● **Records shown**:
=== Section Start ===

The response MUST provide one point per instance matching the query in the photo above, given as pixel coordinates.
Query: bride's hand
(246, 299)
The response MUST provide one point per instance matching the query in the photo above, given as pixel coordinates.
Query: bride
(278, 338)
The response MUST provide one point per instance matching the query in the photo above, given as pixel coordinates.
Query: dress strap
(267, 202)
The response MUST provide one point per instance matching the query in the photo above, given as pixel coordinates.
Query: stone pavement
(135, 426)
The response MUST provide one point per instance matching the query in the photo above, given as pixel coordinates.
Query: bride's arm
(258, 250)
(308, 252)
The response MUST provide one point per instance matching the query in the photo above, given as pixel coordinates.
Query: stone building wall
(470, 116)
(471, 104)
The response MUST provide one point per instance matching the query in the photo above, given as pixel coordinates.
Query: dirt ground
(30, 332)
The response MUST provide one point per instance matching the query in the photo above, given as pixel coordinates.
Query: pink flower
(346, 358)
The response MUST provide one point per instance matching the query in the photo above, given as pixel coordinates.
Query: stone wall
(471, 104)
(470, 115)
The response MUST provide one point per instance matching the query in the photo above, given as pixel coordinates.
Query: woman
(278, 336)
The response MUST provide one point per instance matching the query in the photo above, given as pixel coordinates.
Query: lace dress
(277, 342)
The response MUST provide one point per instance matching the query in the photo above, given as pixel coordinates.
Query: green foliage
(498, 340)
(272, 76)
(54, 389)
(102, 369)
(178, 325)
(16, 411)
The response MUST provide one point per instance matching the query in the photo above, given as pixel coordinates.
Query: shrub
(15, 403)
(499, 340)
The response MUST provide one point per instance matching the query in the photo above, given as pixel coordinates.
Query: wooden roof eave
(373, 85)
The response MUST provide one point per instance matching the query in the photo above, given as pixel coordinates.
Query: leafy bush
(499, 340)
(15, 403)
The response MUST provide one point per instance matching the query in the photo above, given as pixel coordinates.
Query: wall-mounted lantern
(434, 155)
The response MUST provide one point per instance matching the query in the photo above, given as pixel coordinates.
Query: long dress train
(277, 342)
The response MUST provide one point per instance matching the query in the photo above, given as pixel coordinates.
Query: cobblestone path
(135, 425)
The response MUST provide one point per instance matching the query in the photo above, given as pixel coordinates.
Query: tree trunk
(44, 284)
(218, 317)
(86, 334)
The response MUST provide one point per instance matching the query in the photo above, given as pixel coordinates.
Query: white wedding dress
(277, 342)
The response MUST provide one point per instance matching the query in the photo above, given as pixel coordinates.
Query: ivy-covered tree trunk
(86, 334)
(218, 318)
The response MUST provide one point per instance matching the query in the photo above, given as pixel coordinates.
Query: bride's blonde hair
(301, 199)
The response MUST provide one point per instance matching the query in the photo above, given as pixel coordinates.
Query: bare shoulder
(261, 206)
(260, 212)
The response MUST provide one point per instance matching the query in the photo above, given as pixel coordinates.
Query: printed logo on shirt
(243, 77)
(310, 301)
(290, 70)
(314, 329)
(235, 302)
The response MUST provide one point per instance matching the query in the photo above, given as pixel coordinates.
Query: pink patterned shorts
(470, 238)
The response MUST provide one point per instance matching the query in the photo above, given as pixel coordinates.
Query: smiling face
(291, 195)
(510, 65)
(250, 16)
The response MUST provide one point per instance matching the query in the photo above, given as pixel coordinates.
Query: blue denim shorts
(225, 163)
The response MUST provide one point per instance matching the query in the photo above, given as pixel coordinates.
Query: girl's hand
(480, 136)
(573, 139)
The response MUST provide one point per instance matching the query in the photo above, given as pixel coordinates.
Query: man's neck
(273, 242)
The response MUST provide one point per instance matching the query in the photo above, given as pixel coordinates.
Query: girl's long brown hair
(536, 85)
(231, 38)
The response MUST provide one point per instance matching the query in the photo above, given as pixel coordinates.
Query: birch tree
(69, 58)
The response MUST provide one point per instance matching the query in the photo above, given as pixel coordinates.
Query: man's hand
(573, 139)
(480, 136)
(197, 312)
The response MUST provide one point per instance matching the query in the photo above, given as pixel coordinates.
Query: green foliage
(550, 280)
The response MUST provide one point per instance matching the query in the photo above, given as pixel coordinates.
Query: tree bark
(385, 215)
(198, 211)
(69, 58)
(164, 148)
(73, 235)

=== Section End ===

● **Work request**:
Quote every record above exactly.

● **Expected answer**:
The response MUST provide one point per instance matching the query in the photo above, given as pixel coordinates.
Query: bride's hand
(246, 299)
The response MUST provide one point per instance matching the query in the photo above, given as pixel coordinates.
Query: bride
(278, 338)
The response MUST provide one point per instance matching the query in the photo above, given as pixel coordinates.
Query: dress strap
(267, 202)
The response MUST provide one point per instance matching the query in the photo above, given as pixel coordinates.
Query: stone pavement
(135, 426)
The response MUST provide one point per instance matching the query in the photo above, given as pixel coordinates.
Query: bride's arm
(258, 250)
(308, 252)
The response MUST provide one point per instance matching the query in the photo above, given as pixel coordinates.
Query: stone building wall
(470, 116)
(471, 104)
The response MUST provide one point per instance matching the query in the photo above, given as pixel coordinates.
Query: dirt ground
(30, 332)
The response MUST provide one point per instance matching the query in the photo above, given as pixel coordinates.
Query: pink flower
(346, 358)
The response MUST provide one point per instance matching the query in the photo above, given as pixel coordinates.
Query: stone wall
(471, 104)
(470, 115)
The response MUST provide one point per instance matching the query in the photo above, given as pixel coordinates.
Query: woman
(278, 336)
The response MUST provide one point per instance matching the query in the photo above, given as pixel coordinates.
Query: lace dress
(277, 342)
The response MUST provide one point per instance matching the query in the photo above, given as pixel coordinates.
Query: green foliage
(498, 340)
(272, 76)
(54, 389)
(102, 369)
(178, 325)
(16, 411)
The response MUST provide one point per instance matching the query in the photo above, given as pixel coordinates.
Query: shrub
(15, 403)
(499, 340)
The response MUST provide one point per instance matching the query in the photo above, given as pixel coordinates.
Query: wooden roof eave
(373, 85)
The response MUST provide one point per instance matching the query in the photo above, given as pixel coordinates.
Query: leafy bush
(499, 340)
(15, 403)
The response MUST provide one point per instance matching the query in the photo above, given as pixel coordinates.
Query: wall-mounted lantern
(434, 155)
The response MUST provide one point per instance matching the query in the photo above, given as pixel coordinates.
Query: long dress train
(277, 342)
The response MUST provide one point per instance matching the query in the photo above, given as pixel coordinates.
Query: cobblestone path
(135, 425)
The response MUST provide one point per instance matching the query in the photo above, given as pixel coordinates.
Query: tree trunk
(44, 284)
(218, 317)
(86, 334)
The response MUST provide one point per instance matching the query in the photo above, given as pixel coordinates.
Query: white wedding dress
(277, 342)
The response MUST provide one point per instance matching the query in the photo above, given as pixel coordinates.
Query: ivy-covered tree trunk
(86, 334)
(218, 318)
The response MUST provide one point per instance matching the query in the photo above, given as pixel coordinates.
Query: bride's blonde hair
(301, 199)
The response MUST provide one point per instance matching the query in the photo above, given as pixel coordinates.
Query: bare shoulder
(261, 206)
(260, 212)
The response MUST provide one point per instance matching the query in the photo above, given as pixel coordinates.
Query: printed logo on shirt
(243, 77)
(310, 301)
(290, 70)
(314, 329)
(235, 302)
The response MUST provide one point per instance matching the query in the photo above, given as pixel coordinates.
Query: pink patterned shorts
(470, 238)
The response MUST provide one point per instance matching the query in the photo above, given as pixel coordinates.
Query: smiling face
(291, 195)
(510, 65)
(250, 16)
The response MUST provide one point per instance matching the query in the photo above, given as pixel coordinates.
Query: blue denim shorts
(225, 163)
The response MUST provide one point per instance matching the query in the photo above, given as pixel coordinates.
Query: girl's hand
(480, 136)
(573, 139)
The response MUST provide one point per instance matching the query in the photo above, given as pixel coordinates.
Query: man's neck
(273, 242)
The response MUST provide one point per instance matching the query in the photo above, given as pixel coordinates.
Query: girl's long brown hair
(536, 85)
(231, 38)
The response MUST provide one point per instance matching the query in the photo above, given as pixel coordinates.
Query: birch tree
(69, 58)
The response MUST provide one point per instance matching the query in the photo above, given as pixel coordinates.
Query: man's hand
(573, 139)
(480, 136)
(197, 312)
The response MUST provide one point per instance matching the query in the photo above, given as pixel coordinates.
Query: green foliage
(550, 280)
The response MUST provide one point per instance matching the query in the photo above, given as pixel coordinates.
Query: tree bark
(385, 215)
(198, 211)
(69, 58)
(164, 148)
(73, 235)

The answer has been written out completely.